INSTRUCTIONS FOR THE TASK:
What you return should match the entries below exactly, only without the images.

BEGIN

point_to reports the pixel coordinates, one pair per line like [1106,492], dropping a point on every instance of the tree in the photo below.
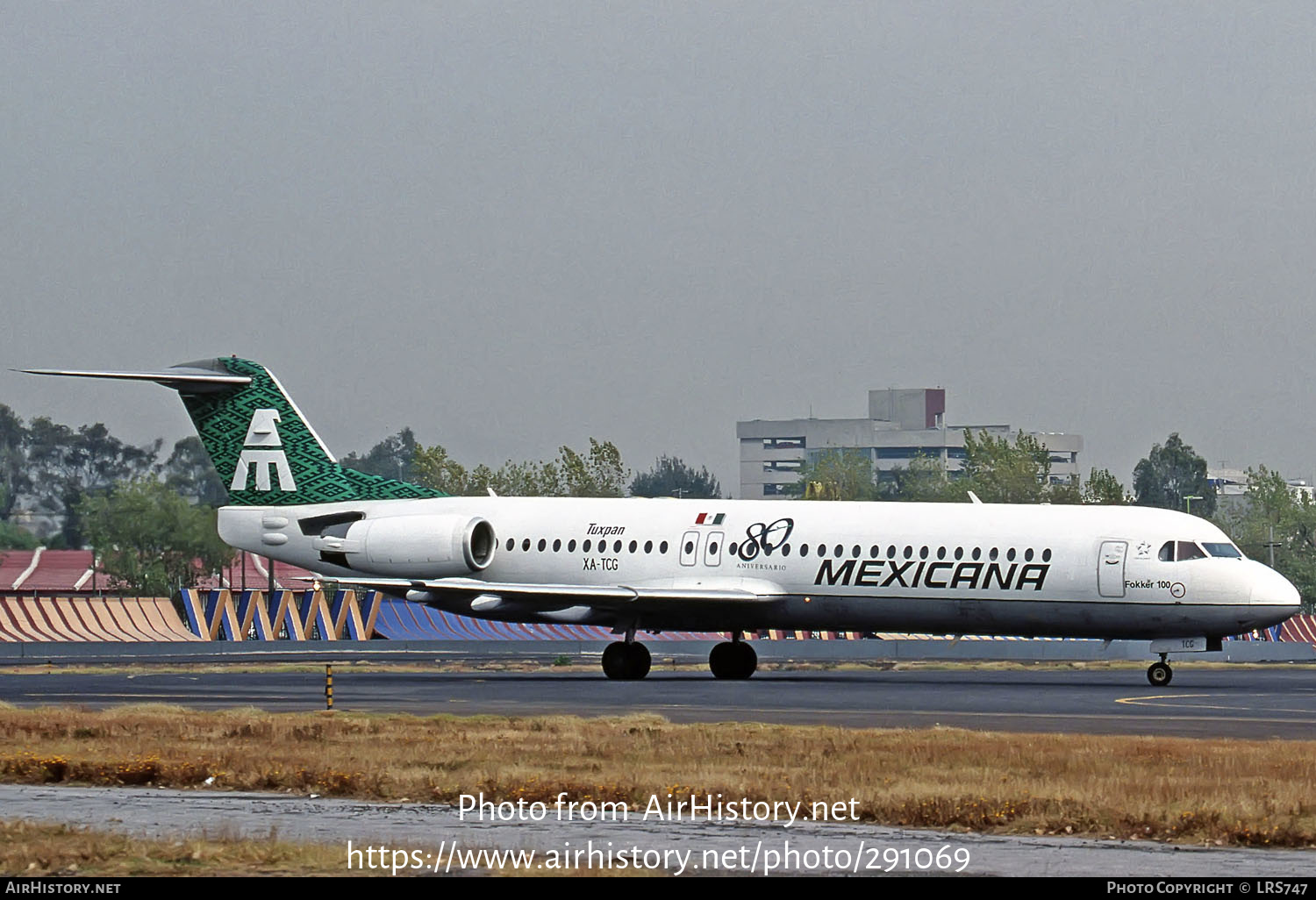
[66,466]
[394,457]
[597,473]
[673,478]
[1277,523]
[923,481]
[15,537]
[994,468]
[1105,489]
[190,471]
[1171,473]
[998,471]
[149,539]
[837,474]
[13,462]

END

EXERCISE RESULT:
point_to reports the pixel coordinates, one pair per line like [1106,492], dropping a point on every instance of the tree in the photo below.
[66,466]
[394,457]
[597,473]
[673,478]
[1277,523]
[923,481]
[15,537]
[994,468]
[1105,489]
[190,471]
[1171,473]
[998,471]
[149,539]
[837,474]
[13,462]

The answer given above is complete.